▶ _PROBLEM DESCRIPTION_:
Copy the lines of the data below without any change, starting at the line containing "Task: Locate every instance of gold leaf" and ending after the line containing "[327,428,347,572]".

##### DATA IN THIS EXERCISE #####

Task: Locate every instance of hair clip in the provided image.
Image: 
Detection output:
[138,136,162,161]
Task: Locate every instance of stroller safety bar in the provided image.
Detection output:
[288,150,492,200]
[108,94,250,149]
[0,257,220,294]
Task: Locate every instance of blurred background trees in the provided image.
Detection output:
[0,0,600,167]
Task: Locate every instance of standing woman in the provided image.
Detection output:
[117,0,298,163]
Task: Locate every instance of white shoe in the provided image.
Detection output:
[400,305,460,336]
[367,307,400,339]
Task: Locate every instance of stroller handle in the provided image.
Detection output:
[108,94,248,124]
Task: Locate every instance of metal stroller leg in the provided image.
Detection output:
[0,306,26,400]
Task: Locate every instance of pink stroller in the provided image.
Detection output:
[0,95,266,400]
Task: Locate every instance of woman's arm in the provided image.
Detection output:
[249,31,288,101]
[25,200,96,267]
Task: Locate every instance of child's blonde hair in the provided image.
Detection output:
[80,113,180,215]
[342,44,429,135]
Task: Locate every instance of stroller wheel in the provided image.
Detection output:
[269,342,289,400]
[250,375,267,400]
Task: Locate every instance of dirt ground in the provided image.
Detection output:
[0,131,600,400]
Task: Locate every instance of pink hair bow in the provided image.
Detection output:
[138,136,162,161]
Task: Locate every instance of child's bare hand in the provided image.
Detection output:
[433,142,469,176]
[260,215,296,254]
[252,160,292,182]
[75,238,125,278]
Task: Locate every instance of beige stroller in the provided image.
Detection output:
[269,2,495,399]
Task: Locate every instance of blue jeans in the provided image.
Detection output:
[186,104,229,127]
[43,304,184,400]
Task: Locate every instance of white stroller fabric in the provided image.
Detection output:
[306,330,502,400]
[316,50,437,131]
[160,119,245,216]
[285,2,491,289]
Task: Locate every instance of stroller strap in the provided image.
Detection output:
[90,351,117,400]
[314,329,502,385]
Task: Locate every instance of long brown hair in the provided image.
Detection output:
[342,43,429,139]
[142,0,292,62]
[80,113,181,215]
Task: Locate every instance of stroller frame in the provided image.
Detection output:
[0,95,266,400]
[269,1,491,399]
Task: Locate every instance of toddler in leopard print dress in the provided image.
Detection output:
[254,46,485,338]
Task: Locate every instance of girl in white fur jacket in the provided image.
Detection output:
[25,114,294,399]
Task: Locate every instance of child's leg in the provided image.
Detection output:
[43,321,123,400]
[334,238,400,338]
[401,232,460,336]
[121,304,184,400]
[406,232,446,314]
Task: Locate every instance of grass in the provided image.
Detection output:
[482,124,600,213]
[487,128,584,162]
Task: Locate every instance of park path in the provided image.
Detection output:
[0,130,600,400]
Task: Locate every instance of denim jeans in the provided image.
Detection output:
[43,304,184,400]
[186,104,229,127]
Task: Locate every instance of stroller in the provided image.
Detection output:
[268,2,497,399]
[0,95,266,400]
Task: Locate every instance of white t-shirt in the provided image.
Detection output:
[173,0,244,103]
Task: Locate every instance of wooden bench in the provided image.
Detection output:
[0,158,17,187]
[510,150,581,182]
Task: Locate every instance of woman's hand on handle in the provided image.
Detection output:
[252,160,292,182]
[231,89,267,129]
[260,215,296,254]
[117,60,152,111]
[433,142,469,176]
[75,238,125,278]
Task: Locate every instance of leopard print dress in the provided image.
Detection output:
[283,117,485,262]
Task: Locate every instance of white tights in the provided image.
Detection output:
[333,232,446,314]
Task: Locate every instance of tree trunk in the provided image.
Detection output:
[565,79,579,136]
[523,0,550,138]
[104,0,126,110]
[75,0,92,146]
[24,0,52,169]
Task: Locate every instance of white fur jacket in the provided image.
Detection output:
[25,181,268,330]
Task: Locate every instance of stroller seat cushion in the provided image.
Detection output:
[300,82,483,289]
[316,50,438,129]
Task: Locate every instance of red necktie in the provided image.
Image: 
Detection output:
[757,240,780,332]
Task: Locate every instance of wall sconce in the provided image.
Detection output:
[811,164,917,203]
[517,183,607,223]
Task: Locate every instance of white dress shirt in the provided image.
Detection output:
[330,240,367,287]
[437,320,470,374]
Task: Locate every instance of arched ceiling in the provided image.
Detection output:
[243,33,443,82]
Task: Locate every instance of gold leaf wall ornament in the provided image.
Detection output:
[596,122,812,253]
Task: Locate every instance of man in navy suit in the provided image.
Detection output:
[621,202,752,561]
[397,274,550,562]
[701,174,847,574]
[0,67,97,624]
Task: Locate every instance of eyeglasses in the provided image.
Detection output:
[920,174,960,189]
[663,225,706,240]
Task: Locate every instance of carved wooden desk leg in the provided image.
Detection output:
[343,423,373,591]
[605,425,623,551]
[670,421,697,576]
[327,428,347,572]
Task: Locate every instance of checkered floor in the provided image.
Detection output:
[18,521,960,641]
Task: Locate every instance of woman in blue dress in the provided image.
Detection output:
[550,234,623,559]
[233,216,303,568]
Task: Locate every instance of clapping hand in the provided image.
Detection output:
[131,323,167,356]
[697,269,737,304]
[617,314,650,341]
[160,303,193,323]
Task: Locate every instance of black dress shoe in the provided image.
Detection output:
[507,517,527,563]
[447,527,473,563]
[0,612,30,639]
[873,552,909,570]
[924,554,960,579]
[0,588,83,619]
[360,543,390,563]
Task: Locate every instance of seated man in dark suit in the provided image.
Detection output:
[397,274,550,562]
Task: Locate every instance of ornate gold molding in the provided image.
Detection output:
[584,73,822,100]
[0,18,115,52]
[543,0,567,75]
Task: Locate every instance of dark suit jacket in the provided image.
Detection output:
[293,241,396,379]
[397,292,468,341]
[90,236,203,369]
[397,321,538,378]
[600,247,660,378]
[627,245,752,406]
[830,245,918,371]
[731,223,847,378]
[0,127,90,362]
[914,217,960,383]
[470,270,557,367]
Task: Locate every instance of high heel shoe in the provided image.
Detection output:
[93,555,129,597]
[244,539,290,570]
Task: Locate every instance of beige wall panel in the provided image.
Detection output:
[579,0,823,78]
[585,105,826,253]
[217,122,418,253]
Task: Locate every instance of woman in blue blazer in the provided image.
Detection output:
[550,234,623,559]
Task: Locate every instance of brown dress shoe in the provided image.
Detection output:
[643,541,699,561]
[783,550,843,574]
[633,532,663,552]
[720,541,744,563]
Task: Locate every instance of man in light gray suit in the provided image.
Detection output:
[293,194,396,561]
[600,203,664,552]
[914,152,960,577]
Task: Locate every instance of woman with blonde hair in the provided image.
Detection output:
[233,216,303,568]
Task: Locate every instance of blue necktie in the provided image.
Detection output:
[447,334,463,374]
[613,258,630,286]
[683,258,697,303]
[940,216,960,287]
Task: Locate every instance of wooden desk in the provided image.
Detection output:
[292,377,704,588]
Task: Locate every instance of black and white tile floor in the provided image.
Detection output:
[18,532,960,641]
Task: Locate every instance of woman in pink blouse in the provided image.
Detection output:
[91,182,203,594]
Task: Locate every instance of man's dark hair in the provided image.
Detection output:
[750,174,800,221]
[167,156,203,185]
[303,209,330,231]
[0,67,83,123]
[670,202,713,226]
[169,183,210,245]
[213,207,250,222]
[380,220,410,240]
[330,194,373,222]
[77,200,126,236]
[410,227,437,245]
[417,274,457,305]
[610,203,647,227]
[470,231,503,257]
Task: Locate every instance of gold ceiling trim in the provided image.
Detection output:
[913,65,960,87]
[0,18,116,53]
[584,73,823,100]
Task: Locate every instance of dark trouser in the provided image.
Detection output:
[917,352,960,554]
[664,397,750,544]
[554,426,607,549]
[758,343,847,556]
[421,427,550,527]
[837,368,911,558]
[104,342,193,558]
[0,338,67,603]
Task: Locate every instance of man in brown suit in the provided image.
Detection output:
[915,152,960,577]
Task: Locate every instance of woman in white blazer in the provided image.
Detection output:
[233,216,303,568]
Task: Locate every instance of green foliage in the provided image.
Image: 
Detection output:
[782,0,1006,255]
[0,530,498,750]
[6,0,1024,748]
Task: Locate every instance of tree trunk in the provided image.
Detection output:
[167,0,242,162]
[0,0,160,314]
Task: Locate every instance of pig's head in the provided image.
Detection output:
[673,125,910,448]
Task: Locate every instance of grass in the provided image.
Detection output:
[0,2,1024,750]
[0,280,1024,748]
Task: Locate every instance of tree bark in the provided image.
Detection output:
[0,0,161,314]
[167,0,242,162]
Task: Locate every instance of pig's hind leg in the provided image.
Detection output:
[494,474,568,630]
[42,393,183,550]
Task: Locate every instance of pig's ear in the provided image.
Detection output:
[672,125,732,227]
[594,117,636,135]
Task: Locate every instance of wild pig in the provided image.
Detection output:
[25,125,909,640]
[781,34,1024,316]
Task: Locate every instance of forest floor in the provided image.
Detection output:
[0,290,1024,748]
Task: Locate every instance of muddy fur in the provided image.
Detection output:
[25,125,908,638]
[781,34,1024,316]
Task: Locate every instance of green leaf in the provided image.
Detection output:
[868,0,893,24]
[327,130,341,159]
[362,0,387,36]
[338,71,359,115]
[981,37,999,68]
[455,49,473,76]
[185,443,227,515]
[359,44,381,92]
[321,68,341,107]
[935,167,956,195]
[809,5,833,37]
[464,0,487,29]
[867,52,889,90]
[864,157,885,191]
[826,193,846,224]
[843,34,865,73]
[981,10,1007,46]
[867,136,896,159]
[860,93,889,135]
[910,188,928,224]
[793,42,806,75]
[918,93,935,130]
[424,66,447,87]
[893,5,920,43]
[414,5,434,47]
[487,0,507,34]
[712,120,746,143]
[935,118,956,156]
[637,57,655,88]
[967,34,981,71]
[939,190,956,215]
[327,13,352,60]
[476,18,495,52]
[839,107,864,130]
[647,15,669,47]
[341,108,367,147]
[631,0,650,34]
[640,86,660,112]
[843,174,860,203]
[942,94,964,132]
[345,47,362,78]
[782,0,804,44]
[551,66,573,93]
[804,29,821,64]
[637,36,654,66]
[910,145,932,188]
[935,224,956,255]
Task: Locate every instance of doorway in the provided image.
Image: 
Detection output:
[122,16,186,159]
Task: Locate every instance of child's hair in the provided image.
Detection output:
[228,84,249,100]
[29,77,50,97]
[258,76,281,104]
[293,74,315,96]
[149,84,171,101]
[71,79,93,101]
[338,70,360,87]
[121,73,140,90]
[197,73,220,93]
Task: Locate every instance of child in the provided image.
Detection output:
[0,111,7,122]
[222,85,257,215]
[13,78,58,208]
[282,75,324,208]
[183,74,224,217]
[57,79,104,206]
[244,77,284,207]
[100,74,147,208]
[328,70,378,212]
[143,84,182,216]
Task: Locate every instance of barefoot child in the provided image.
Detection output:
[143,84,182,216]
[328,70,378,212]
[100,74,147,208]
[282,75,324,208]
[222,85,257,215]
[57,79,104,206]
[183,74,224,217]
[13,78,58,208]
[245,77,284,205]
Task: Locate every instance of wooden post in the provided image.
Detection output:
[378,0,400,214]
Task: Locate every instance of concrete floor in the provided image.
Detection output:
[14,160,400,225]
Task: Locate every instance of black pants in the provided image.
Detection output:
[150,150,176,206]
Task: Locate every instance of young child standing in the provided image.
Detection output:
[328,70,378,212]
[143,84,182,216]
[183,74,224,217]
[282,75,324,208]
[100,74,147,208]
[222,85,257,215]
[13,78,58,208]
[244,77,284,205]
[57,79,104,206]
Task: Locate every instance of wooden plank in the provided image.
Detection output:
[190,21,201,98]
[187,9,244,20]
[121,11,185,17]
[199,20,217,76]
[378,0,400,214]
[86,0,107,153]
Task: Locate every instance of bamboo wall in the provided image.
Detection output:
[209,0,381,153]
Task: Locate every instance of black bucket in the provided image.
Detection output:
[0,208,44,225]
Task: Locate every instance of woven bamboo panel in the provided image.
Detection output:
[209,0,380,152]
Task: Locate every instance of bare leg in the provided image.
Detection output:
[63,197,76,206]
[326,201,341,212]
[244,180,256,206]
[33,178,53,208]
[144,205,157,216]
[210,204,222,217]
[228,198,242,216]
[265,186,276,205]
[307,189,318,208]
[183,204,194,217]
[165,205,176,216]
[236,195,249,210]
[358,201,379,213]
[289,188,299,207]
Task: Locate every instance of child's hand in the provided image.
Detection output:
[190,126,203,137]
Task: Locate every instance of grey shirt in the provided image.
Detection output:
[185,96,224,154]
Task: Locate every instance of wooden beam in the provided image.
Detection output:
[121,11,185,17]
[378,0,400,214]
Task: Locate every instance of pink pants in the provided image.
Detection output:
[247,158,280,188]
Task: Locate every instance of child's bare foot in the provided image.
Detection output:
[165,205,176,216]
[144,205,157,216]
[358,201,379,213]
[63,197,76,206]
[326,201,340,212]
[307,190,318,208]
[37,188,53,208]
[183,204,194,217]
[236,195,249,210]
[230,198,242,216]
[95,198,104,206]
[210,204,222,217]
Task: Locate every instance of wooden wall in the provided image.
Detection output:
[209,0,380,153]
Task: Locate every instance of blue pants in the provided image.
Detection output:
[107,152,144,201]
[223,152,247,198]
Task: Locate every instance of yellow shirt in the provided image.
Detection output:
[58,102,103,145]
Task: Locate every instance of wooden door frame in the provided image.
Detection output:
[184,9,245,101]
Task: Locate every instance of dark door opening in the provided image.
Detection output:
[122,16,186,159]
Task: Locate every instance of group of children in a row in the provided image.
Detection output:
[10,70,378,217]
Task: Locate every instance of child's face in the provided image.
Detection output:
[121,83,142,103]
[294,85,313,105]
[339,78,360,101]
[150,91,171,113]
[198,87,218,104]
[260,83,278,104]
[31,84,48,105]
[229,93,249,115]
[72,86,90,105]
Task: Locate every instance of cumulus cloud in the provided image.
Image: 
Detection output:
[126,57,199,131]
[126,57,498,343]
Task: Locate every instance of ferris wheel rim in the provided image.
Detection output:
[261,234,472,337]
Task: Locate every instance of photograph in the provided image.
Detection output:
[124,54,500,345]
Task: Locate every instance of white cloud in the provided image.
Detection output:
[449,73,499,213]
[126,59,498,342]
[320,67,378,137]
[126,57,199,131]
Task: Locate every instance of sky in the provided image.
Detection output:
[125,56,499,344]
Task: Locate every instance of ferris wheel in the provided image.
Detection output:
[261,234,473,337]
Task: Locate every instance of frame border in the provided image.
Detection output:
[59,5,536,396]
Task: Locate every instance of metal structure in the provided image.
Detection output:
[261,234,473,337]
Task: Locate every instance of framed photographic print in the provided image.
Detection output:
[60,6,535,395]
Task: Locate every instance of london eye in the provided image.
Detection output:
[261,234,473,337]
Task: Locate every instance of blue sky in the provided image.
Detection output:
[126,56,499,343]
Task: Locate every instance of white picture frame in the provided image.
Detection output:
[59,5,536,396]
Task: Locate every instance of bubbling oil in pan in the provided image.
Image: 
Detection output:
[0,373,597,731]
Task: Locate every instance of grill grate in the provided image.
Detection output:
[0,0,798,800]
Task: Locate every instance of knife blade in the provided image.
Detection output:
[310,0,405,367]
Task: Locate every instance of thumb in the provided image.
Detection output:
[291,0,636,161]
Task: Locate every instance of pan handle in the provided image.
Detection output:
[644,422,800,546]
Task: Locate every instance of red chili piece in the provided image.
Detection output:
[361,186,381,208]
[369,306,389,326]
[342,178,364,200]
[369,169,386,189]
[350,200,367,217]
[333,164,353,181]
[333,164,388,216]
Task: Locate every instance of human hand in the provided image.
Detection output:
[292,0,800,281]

#####

▶ _CORRECT OUTPUT_:
Task: Locate every instance of gold leaf wall ornament in the provided image.
Detection output:
[596,122,812,253]
Task: Locate every instance of man in navy suit in the provided image.
Detection output:
[621,202,752,561]
[397,274,550,562]
[701,174,847,574]
[0,67,97,624]
Task: Locate every instance of eyeglasses in the provided image.
Detection output:
[920,174,960,189]
[663,225,706,240]
Task: Locate every instance of carved wooden desk leg in the provided image.
Detection output:
[343,423,373,591]
[605,425,623,551]
[670,421,697,576]
[327,428,347,572]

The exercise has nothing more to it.